_Dataset entries_
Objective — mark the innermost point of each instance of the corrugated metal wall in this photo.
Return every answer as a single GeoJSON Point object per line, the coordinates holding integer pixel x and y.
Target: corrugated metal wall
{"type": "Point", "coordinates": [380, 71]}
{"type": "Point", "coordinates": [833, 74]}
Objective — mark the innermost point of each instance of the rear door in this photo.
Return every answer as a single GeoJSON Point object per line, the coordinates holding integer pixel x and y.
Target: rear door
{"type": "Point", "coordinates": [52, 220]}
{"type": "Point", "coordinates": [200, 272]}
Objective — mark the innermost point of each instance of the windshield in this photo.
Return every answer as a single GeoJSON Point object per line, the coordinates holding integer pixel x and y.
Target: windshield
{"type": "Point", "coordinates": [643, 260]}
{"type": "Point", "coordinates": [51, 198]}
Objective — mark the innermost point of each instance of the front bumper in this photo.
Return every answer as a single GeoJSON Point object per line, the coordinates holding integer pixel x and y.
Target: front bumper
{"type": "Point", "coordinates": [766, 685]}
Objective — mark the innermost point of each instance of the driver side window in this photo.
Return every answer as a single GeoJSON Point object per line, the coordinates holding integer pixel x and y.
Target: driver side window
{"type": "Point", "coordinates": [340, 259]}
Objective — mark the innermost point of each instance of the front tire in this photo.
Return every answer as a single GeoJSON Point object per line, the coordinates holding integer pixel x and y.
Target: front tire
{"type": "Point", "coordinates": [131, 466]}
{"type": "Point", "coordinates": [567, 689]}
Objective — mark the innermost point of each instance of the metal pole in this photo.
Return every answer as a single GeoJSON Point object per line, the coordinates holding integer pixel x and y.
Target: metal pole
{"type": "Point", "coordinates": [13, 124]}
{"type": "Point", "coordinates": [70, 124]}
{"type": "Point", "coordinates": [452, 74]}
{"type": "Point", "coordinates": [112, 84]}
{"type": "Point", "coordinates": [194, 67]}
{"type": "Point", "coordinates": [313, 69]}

_Exercise task_
Format every row above as a numbered list, omitting any blank lines.

_Output of the exercise_
1. Objective — mark the innermost point of each instance of the corrugated metal wall in this photo.
2. Return every answer as a single GeoJSON Point object per line, the coordinates holding integer pixel x and y.
3. Target: corrugated metal wall
4. {"type": "Point", "coordinates": [380, 71]}
5. {"type": "Point", "coordinates": [833, 74]}
6. Objective — mark the innermost point of each instance of the rear door in this photo.
7. Return every answer as a single GeoJSON Point object per line, the coordinates holding integer pixel x and y.
8. Target: rear door
9. {"type": "Point", "coordinates": [52, 220]}
10. {"type": "Point", "coordinates": [200, 272]}
11. Objective — mark the innermost point of each instance of the windshield in this photo.
12. Return every answer as a single GeoJSON Point object per line, the coordinates holding integer pixel x and y.
13. Target: windshield
14. {"type": "Point", "coordinates": [643, 260]}
15. {"type": "Point", "coordinates": [51, 198]}
16. Objective — mark the innermost point of each instance of the front bumper in this photo.
17. Return every answer as a single GeoJSON Point object per line, the coordinates holding integer pixel x and y.
18. Target: front bumper
19. {"type": "Point", "coordinates": [766, 685]}
20. Objective — mark the innermost point of each instance of the driver side window in this photo.
21. Return every answer as a single GeoJSON Point object per line, the coordinates holding integer pixel x and y.
22. Target: driver side window
23. {"type": "Point", "coordinates": [340, 259]}
24. Objective — mark the innermost point of each instance of the front tire in this photo.
25. Return every answer as a single GeoJSON Point object per line, the coordinates holding integer pixel x and y.
26. Target: front tire
27. {"type": "Point", "coordinates": [131, 466]}
28. {"type": "Point", "coordinates": [567, 689]}
29. Objective — mark the innermost point of each instance of the metal pole in this photo.
30. Return every answer as a single GeoJSON Point object per line, the coordinates holding integer pixel x and y.
31. Target: metal pole
32. {"type": "Point", "coordinates": [13, 124]}
33. {"type": "Point", "coordinates": [70, 124]}
34. {"type": "Point", "coordinates": [452, 74]}
35. {"type": "Point", "coordinates": [112, 84]}
36. {"type": "Point", "coordinates": [194, 67]}
37. {"type": "Point", "coordinates": [313, 69]}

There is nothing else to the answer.